Of course there are also some insane options. Why not cheat like in the old times and just PEEK and POKE the process in the right places? The solution used at the time involved a very ugly script driving gdb which probably summoned satan in some edge cases. But edge cases were not hit and majority of hosts recovered without issues. (if you overwrite memory of your init process, you should expect at least a small percent of segfaults) After some time however I wanted to recreate the experiment in a cleaner way and see what interfaces are available if I had a legitimate use for doing something similar again.

The goal is the same - given an upstart job name, change its goal and status fields to arbitrary values, without killing the init process. First some context however:

Why is peek/poke harder these days?

In good old times when software size was measured in kilobytes and each byte was quite expensive dynamic allocation was very rare. Whatever could be static, was static. Whatever couldn’t be, was most likely pooled in a specific region and there was a preset number of “things” the program could handle. That means your lives counter or some other important value was most likely always at the exact same address every time. That’s not the case anymore unfortunately. Almost everything needs to handle an arbitrary number of “things” these days and that means dynamic allocation.

Items stored from a collection
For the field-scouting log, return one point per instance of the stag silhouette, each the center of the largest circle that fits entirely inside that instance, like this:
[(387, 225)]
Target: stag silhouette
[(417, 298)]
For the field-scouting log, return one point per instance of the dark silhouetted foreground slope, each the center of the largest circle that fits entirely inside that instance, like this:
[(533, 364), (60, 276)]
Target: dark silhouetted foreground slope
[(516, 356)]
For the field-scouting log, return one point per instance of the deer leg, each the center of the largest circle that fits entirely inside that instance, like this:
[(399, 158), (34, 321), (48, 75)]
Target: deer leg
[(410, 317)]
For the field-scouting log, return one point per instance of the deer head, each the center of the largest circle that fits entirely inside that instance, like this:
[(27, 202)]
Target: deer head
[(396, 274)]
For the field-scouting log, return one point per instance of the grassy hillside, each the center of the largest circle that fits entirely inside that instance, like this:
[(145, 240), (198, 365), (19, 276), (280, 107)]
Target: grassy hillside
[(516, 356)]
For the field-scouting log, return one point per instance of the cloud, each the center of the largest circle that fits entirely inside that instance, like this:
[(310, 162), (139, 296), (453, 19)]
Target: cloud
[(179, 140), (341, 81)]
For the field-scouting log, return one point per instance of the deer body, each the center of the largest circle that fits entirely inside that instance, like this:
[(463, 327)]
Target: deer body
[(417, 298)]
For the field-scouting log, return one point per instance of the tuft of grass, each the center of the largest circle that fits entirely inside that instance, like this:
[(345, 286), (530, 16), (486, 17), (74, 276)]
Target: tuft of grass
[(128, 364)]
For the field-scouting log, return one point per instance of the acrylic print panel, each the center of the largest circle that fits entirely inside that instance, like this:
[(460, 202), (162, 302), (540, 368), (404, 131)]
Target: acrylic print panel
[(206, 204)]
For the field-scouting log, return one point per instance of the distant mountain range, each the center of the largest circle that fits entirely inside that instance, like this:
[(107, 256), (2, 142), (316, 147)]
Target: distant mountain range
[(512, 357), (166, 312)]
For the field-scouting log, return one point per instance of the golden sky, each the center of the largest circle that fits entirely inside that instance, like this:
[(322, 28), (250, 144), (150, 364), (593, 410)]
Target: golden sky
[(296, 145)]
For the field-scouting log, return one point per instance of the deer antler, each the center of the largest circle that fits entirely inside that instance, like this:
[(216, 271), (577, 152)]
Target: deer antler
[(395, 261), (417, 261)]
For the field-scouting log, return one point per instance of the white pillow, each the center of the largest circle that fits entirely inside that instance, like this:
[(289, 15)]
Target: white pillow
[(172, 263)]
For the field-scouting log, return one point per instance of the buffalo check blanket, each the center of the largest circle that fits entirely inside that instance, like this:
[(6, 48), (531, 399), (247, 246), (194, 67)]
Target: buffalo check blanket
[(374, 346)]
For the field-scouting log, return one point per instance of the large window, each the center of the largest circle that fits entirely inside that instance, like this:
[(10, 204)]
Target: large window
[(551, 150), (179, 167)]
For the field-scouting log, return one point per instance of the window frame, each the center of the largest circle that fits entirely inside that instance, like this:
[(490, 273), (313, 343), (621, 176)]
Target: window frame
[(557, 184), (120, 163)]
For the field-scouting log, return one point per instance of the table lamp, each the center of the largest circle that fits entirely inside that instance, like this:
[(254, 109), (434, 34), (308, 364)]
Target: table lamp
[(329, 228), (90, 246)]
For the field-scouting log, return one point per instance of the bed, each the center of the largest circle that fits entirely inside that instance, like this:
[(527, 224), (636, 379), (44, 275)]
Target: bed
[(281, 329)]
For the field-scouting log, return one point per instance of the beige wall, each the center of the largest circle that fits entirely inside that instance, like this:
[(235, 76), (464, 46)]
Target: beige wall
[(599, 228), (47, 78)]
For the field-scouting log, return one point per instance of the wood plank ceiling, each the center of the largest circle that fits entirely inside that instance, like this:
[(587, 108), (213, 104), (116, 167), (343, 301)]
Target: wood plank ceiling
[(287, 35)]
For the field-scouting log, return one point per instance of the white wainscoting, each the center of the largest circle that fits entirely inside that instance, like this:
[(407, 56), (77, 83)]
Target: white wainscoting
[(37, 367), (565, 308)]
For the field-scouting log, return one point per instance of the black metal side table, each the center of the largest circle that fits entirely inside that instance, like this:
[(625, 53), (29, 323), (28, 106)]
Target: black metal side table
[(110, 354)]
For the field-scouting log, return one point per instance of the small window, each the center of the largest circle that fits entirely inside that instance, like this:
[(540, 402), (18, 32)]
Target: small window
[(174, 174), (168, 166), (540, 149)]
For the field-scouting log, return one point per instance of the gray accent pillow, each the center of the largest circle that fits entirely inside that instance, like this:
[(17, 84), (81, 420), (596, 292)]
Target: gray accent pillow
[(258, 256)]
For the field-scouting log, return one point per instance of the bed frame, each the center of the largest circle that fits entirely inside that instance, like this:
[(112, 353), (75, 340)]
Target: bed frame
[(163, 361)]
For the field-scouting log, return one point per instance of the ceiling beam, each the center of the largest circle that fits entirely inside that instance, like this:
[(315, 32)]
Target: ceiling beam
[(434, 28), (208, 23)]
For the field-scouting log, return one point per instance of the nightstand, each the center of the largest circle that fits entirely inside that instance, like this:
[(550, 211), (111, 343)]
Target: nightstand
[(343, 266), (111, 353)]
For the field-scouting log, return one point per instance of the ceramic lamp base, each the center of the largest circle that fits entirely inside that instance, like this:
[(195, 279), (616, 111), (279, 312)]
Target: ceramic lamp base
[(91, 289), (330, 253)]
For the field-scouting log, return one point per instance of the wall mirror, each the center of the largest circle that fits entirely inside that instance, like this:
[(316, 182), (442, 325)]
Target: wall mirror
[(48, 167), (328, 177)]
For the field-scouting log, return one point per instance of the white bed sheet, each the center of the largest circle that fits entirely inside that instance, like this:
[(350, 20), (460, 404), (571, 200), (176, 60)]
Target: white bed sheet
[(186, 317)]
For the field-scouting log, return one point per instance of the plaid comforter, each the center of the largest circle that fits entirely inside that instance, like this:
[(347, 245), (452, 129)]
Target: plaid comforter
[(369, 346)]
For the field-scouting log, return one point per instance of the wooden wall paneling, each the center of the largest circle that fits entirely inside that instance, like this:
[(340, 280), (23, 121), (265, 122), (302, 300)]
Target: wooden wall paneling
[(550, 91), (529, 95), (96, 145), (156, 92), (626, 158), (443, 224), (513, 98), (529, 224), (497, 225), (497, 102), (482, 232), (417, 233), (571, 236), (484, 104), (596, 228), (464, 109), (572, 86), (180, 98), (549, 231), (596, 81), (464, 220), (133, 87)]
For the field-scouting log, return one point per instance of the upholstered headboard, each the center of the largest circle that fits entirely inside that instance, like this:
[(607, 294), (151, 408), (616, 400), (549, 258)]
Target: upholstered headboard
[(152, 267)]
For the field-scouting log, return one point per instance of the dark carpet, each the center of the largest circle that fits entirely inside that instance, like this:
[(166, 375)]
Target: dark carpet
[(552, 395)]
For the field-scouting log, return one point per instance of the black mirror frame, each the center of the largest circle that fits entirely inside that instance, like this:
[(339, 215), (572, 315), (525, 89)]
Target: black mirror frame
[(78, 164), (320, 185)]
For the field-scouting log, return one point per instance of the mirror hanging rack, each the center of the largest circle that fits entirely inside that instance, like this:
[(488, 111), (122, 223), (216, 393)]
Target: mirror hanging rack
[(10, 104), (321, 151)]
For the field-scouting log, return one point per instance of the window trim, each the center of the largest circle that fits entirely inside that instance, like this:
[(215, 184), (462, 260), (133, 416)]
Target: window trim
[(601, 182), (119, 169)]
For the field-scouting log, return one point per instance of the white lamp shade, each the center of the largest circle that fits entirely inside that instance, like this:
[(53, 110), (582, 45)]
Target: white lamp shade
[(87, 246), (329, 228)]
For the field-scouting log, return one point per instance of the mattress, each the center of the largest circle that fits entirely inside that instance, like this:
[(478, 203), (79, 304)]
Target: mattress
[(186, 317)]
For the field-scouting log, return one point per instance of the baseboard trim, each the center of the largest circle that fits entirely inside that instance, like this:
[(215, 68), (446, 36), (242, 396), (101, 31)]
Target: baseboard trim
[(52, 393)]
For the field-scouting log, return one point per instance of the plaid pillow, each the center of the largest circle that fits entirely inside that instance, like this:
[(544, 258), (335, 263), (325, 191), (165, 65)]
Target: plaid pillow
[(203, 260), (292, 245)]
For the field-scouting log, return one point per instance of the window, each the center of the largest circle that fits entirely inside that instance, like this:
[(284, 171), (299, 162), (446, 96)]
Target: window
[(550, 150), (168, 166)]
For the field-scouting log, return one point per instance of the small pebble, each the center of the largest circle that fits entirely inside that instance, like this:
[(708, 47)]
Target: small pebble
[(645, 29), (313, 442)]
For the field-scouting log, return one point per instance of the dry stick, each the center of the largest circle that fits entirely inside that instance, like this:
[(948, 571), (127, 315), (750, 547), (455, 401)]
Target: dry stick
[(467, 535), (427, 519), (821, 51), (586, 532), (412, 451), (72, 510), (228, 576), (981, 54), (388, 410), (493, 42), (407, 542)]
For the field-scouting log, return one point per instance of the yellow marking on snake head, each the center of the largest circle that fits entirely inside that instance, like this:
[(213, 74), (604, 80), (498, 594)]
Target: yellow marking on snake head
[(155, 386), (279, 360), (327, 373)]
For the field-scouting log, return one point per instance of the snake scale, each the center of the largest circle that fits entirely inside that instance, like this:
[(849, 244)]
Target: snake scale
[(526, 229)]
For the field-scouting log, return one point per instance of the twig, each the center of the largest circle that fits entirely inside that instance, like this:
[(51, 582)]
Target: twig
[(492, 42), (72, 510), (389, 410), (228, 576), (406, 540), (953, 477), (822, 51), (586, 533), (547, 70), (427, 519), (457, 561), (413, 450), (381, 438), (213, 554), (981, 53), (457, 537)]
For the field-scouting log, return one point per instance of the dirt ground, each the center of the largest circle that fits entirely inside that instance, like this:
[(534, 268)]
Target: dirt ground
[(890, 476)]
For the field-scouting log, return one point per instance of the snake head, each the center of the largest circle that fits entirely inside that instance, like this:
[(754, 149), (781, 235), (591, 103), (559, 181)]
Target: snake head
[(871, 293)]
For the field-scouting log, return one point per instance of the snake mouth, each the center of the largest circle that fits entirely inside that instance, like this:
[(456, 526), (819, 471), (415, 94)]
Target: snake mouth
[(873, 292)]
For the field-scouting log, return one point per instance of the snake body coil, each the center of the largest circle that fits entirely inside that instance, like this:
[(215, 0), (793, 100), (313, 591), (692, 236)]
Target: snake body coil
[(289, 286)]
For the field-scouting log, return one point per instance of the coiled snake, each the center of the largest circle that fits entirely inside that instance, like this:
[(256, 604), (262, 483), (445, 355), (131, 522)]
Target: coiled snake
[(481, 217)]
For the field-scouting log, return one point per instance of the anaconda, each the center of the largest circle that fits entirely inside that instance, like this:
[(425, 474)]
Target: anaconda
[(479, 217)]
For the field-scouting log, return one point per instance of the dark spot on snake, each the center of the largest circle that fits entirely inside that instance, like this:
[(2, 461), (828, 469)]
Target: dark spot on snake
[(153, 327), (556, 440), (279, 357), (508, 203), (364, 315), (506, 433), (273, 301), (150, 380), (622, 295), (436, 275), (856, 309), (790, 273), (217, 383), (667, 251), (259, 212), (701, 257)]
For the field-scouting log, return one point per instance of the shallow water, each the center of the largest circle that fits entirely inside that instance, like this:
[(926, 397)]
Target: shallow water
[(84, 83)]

- Exercises to complete -
1. Edit the passage about poking the init process from "Of course there" to "something similar again.", inclusive, putting "corner cases" in place of "edge cases".
2. Pick up the passage about poking the init process where it stops and keep writing.
These rows have nothing to do with the passage about poking the init process.

- The responses -
1.
Of course there are also some insane options. Why not cheat like in the old times and just PEEK and POKE the process in the right places? The solution used at the time involved a very ugly script driving gdb which probably summoned satan in some corner cases. But corner cases were not hit and majority of hosts recovered without issues. (if you overwrite memory of your init process, you should expect at least a small percent of segfaults) After some time however I wanted to recreate the experiment in a cleaner way and see what interfaces are available if I had a legitimate use for doing something similar again.

2.
It’s also trivial to allocate new memory regions and OS takes care of things like making sure the memory looks like a one continuous space to your app, while it reality it can be all over the place. The practical implication is that anything we’ll need to search for in the upstart process will be malloc’d somewhere in the heap area. We also need to know where the heap happens to be at the specific time.

Ways of direct access to a process.

On Linux there are a couple of ways to access memory of a foreign process. The easiest two are reading directly from /proc/(pid)/mem and using the ptrace library. The ptrace request ids are actually called PTRACE_PEEKDATA and PTRACE_POKEDATA which should make their purpose quite clear. There’s a lot of information about them in man pages if you want more details, but let’s move on to some real action.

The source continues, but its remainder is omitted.